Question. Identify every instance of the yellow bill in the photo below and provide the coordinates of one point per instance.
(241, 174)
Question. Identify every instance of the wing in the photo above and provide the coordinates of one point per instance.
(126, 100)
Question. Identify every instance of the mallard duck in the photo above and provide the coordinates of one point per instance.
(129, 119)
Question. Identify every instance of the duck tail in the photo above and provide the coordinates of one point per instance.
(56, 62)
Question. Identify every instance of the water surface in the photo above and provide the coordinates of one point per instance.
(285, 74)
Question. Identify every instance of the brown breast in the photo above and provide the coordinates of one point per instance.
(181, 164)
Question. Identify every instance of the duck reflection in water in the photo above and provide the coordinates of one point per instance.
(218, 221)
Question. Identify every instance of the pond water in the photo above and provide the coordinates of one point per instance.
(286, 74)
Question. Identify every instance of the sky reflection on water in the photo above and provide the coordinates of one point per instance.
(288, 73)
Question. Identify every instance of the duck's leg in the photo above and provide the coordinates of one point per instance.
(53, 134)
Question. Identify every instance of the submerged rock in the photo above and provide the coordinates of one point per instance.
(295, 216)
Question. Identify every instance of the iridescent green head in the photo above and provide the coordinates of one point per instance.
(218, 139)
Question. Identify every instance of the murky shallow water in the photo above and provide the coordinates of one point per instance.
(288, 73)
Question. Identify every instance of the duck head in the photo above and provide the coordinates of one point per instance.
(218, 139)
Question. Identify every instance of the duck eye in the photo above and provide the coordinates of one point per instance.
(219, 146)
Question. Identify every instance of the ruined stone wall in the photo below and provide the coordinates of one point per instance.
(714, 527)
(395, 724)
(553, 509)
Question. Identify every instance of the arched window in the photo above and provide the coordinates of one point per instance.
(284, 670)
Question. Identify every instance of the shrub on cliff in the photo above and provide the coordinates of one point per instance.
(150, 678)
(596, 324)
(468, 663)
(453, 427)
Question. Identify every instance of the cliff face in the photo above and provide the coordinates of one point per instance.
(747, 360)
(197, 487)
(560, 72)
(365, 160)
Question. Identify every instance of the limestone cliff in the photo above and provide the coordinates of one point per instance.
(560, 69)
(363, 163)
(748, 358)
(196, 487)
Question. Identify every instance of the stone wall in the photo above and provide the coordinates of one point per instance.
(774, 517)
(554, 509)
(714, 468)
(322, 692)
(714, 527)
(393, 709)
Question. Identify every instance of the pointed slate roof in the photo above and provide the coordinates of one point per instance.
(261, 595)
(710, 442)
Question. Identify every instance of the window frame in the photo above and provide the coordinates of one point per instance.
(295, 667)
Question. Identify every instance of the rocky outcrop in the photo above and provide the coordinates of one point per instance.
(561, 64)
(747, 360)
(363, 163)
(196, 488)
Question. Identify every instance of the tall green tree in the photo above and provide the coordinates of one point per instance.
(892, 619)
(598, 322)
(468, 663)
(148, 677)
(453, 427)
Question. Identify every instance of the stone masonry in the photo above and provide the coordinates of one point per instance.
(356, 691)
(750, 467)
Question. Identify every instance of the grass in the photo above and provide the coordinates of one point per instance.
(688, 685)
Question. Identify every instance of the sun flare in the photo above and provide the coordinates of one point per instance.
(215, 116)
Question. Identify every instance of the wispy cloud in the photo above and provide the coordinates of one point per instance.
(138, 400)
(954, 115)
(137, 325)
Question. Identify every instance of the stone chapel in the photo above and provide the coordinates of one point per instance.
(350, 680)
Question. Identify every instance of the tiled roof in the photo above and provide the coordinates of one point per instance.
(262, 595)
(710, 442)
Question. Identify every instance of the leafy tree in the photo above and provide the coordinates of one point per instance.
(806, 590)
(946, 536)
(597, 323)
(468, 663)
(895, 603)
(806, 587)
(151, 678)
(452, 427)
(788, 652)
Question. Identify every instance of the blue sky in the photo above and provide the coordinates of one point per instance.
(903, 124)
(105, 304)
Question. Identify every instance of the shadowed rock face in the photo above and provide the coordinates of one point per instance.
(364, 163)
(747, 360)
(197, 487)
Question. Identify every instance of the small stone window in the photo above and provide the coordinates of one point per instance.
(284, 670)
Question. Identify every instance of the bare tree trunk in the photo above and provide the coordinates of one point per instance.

## Petunjuk Latihan
Salin kembali seluruh baris di atas tanpa mengubah satu karakter pun.

## Penyelesaian Tugas
Question. Identify every instance of the yellow bill in the photo below and provide the coordinates of one point per instance.
(241, 174)
Question. Identify every instance of the wing in the photo above and provide the coordinates of one point per instance.
(126, 100)
Question. Identify every instance of the mallard duck in the photo above and provide the coordinates of one point per instance.
(129, 119)
Question. Identify every instance of the duck tail in the photo above and provide the coordinates of one point per instance.
(56, 62)
Question. Identify every instance of the water surface in the photo above and provide the coordinates of one point per instance.
(285, 74)
Question. Identify every instance of the brown breast in the photo above and provide the coordinates of one point per instance.
(181, 164)
Question. Identify every instance of the duck reflection in water in the photo above and provide the coordinates of one point per instance.
(218, 221)
Question. Identify every instance of the pond water in the photo above and provide the coordinates of one point per instance.
(286, 74)
Question. Identify every instance of the sky reflection on water in the photo above and provide the coordinates of one point per instance.
(288, 73)
Question. Identify every instance of the duck's leg in the photo above and provide the coordinates of one point per instance.
(53, 134)
Question. Identify every instance of the submerged rock in the photo above and provide the coordinates of one point per instance.
(295, 216)
Question. Identify every instance of the iridescent green head in the photo above and provide the coordinates of one point per instance.
(218, 139)
Question. Identify every instance of the murky shallow water in the photo above and provide the coordinates of one point per instance.
(288, 73)
Question. Identify every instance of the duck head in the photo above and provide the coordinates of one point per instance.
(218, 139)
Question. Identify every instance of the duck eye in the photo above and provide the coordinates of one point per instance.
(219, 146)
Question. Identify every instance of the ruined stone wall in the photo below and provide the coordinates of one point per instance.
(714, 527)
(395, 724)
(553, 509)
Question. Identify every instance of the arched window in the photo above and provide the coordinates of one point per instance.
(284, 670)
Question. Identify every instance of the shrub on cliff in the photo above and provide the coordinates of one point per instance.
(150, 678)
(596, 324)
(468, 663)
(453, 427)
Question. Identify every instance of the cliff face in the photo above and provide the coordinates of one point per instance.
(747, 360)
(197, 487)
(560, 72)
(365, 160)
Question. Identify every instance of the limestone cliff in the photo above and provide the coordinates of one point per instance.
(560, 69)
(363, 163)
(748, 358)
(196, 487)
Question. Identify every instance of the stone wall in the photo above and provide the coordinates of one point per instance.
(774, 517)
(554, 509)
(714, 468)
(322, 692)
(714, 527)
(393, 709)
Question. Identify every instance of the pointed slate roof in the photo above and provide the coordinates of one point per instance.
(261, 595)
(710, 442)
Question. Identify every instance of the window frame in the photo above and provide the coordinates of one point per instance.
(295, 667)
Question. Identify every instance of the rocky outcrop in the photo above and provide the coordinates of one point per instance.
(561, 64)
(747, 360)
(363, 163)
(196, 488)
Question. Identify every instance of the tall green tree in the photo above and provide the coordinates of one point per instance.
(892, 619)
(598, 322)
(468, 663)
(148, 677)
(453, 427)
Question. Identify every instance of the stone masonry in the photo above and provide the coordinates of one point per instance.
(356, 691)
(750, 467)
Question. Identify every instance of the grass in the photo above and provide the coordinates of one point per instance.
(688, 685)
Question. Identify every instance of the sun flare in the photo above and provide the coordinates of one point per instance.
(215, 116)
Question. Identify every instance of the wispy cloud in the photo above and provide the coordinates of one point per instance.
(138, 400)
(954, 115)
(137, 325)
Question. Identify every instance of the stone chapel in the photo above and provide the coordinates of one point per instance.
(350, 680)
Question. Identify every instance of the tiled roof in the photo above and provide the coordinates of one point per instance.
(262, 595)
(710, 442)
Question. Identify every instance of the leafy tree in the photo above and provide the coordinates of one point per instance.
(806, 590)
(946, 536)
(597, 323)
(468, 663)
(895, 603)
(806, 587)
(151, 678)
(452, 427)
(788, 652)
Question. Identify every instance of the blue sky in the photo above and provide the coordinates of one point per instance.
(903, 124)
(105, 304)
Question. Identify every instance of the shadowed rock face in the photo above and provide the coordinates of one point per instance.
(364, 163)
(747, 360)
(197, 487)
Question. Identify every instance of the small stone window in the photo above and provide the coordinates of one point per instance.
(284, 670)
Question. Identify every instance of the bare tree trunk in the photo above and provide the coordinates of one point per instance.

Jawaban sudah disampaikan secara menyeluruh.